* Records of labeled points:
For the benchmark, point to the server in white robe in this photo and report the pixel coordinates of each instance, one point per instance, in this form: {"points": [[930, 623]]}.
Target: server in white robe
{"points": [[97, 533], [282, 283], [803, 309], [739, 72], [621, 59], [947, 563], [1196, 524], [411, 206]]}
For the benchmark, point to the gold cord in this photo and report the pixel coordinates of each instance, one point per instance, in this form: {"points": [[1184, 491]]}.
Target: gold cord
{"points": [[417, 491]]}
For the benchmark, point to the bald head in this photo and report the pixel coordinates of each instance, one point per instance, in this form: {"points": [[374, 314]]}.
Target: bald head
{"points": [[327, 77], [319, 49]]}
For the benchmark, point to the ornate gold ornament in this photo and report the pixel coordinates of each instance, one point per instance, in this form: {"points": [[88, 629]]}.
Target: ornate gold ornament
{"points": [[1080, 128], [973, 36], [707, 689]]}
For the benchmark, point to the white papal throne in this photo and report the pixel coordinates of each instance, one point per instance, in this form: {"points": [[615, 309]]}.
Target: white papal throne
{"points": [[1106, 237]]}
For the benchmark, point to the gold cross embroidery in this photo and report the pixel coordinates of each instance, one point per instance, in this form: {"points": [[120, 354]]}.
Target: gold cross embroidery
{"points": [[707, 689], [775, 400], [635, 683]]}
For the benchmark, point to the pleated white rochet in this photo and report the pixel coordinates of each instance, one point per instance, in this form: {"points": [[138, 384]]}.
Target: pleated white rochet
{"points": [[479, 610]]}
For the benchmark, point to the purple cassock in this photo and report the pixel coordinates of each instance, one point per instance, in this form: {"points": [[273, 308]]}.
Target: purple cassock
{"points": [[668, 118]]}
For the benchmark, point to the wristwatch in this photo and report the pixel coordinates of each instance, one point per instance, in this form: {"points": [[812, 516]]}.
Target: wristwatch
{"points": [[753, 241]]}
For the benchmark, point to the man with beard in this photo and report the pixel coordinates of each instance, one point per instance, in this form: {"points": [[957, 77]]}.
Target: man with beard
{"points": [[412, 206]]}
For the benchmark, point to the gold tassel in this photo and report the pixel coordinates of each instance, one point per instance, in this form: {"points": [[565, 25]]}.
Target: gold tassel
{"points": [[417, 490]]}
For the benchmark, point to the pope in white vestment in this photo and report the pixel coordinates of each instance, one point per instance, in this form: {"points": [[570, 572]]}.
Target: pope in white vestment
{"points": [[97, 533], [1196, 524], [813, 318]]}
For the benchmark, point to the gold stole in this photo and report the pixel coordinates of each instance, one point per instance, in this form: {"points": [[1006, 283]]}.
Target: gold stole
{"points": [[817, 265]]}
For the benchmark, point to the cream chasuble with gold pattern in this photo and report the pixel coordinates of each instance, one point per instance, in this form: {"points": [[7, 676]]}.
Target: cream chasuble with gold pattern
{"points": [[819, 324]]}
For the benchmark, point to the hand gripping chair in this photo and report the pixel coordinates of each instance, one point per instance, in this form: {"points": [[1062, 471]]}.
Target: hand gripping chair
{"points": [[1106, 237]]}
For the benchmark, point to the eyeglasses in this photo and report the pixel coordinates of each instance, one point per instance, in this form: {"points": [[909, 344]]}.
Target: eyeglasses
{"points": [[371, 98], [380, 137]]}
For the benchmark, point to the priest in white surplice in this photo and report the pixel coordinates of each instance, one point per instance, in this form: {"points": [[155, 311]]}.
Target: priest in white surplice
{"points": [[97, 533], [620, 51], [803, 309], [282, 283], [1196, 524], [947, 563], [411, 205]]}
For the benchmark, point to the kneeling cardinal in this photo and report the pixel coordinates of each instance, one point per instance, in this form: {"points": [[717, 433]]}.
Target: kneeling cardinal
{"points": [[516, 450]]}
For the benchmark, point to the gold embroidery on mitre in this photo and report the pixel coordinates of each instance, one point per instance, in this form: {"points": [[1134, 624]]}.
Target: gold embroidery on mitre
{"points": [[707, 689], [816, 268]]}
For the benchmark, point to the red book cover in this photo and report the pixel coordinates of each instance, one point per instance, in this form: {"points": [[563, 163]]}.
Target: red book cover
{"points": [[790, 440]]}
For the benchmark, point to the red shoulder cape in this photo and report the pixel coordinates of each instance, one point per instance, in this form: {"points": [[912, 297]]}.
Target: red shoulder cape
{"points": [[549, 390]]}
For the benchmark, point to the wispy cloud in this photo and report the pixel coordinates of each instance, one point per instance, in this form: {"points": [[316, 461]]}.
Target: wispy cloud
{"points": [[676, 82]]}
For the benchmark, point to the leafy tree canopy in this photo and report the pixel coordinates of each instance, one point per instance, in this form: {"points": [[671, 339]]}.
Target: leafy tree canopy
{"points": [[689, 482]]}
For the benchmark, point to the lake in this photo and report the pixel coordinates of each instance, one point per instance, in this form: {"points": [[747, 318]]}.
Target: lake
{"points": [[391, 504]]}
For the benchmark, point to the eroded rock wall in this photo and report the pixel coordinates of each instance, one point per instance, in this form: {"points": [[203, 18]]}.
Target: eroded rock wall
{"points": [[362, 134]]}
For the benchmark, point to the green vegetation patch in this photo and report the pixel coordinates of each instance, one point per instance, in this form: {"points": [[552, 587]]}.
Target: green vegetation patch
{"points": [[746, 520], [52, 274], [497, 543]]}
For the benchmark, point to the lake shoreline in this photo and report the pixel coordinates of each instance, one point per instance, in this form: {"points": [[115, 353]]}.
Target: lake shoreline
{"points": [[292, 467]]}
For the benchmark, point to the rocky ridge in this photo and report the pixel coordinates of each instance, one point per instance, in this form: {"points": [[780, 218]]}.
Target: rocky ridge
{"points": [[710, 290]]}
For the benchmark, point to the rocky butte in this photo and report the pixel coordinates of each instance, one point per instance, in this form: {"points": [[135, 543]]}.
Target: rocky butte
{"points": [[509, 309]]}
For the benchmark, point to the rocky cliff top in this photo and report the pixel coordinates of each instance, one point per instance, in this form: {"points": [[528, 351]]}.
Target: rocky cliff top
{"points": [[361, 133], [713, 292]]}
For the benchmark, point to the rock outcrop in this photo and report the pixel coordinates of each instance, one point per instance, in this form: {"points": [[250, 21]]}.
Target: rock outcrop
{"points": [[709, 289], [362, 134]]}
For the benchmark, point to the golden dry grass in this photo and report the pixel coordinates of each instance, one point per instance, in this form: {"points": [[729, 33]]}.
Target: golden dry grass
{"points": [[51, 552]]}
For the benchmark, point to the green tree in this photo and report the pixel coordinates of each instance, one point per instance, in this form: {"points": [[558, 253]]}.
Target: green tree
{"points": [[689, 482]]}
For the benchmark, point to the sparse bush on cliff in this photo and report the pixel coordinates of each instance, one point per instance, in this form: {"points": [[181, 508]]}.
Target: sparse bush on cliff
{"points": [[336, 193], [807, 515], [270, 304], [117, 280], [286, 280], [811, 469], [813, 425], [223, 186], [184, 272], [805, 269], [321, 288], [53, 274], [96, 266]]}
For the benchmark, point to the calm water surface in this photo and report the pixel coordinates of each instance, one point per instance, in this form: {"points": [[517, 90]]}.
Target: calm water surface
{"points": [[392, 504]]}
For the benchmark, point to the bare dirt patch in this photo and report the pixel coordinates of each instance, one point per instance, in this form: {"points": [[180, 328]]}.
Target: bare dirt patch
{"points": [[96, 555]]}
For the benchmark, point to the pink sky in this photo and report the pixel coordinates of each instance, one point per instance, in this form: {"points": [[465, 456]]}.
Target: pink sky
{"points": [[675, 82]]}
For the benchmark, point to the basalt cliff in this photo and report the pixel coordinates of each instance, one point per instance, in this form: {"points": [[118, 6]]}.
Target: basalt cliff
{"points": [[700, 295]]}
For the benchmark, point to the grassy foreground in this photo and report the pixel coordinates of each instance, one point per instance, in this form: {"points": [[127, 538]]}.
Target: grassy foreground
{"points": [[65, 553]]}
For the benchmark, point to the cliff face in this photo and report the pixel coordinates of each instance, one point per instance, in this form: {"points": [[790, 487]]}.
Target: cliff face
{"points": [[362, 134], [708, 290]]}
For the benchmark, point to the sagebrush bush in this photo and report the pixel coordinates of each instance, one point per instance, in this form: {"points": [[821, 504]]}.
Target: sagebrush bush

* Directions for this task:
Rewrite the stretch from the line containing "For the benchmark, point to the basalt" through the end of the data, keeping every line and increasing each point coordinate in the answers by 33.

* Task solution:
For the benchmark, point to the basalt cliff in this photo and report the pixel coordinates of each instance, one point per instance, in this form: {"points": [[118, 6]]}.
Target: basalt cliff
{"points": [[733, 328]]}
For the benchmark, point to the grassy foreground in this photo and report the pixel coordinates of each instance, one point per instance, in this form: {"points": [[127, 538]]}.
Target: grassy foreground
{"points": [[98, 586]]}
For the benchmark, point to the cliff face in this photo and report the pixel coordinates of each instance, one point per instance, in this form: {"points": [[790, 487]]}.
Target: cliff face
{"points": [[395, 167], [741, 323]]}
For the benchmark, point to the sagebrush bush in this photo and report the pixel coordinates of each instance, one point per instance, in this form: {"points": [[821, 504]]}.
Target: sagebrush bush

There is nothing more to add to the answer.